* _TEXT PASSAGE_
====
GULU, Uganda -- Night was thickening over Gulu. Thousands of small feet scurried through the dark, hurrying towards the town centre. It was like a procession from Peter Pan, older children dragging the younger ones, tattered blankets and infant siblings in hand. The pace quickened. Behind was rebel-infested countryside; ahead lay the promise of safety.
 
Martha Fambi, 15, paused for breath under a line of giant mahogany trees. "We are afraid to sleep at home," she said tightening her two-year-old sister on to her back. "The rebels come at night looking for children. They want to abduct us." She excused herself and slipped back into the rushing human stream.
 
These children are northern Uganda's "night commuters", the unwilling prey of one of Africa's strangest yet most tragic wars. They cannot sleep at home for fear of abduction by the Lord's Resistance Army, a rebel movement with a ghastly recruitment technique.
 
In the dead of night, LRA troops steal up on villages, murder the adults and snatch children from their homes. The result is a flood of terrified youngsters, as young as three, who come seeking shelter in the army garrison town of Gulu every night.
 
The lodgings are rough and ready. Last year, the commuters slept on verandas and street corners; now they cram into barn-like, purpose-built shelters. One of the largest is supported by Save the Children, one of three charities Independent readers are supporting in this Christmas Appeal.
 
The tin-roofed sheds look and feel like chicken coops, but the scale of the emergency is enormous. About 1,500 boys and girls sleep in Rural Focus Uganda centre, in sardine-like head-to-toe positions on the hard concrete floor. Shortly after dawn, they fold their belongings and walk home, some as far as eight miles. It may be uncomfortable, but it beats the perils of a night at home.
 
In the capital Kampala, 120 miles the south, this extraordinary crisis seems to be a world away. Mobile-phone billboards clutter streets lined with internet cafes and fast-food joints. Street vendors sell racy gossip magazines.
 
The government of President Yoweri Museveni insists it is closing to defeating Joseph Kony, the mysterious and elusive LRA leader. But after 17 years of war, their efforts have yet to yield results.
 
The LRA is among the world's most shadowy rebel movements. Kony reportedly believes he is an emissary of God and wants to rule Uganda using the Ten Commandments. Kony has given only one interview, on a local FM station, and no outsider has seen him for years, making peace approaches difficult.
====
* _SOURCE MATERIAL_
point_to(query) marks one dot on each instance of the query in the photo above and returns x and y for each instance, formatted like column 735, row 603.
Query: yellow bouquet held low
====
* _WRITTEN PROBLEM_
Copy word for word the stretch of the Gulu article from "These children are" through "Gulu every night.". Use only the article about Gulu's night commuters.

* _SOLUTION FOR THIS PROBLEM_
These children are northern Uganda's "night commuters", the unwilling prey of one of Africa's strangest yet most tragic wars. They cannot sleep at home for fear of abduction by the Lord's Resistance Army, a rebel movement with a ghastly recruitment technique.
 
In the dead of night, LRA troops steal up on villages, murder the adults and snatch children from their homes. The result is a flood of terrified youngsters, as young as three, who come seeking shelter in the army garrison town of Gulu every night.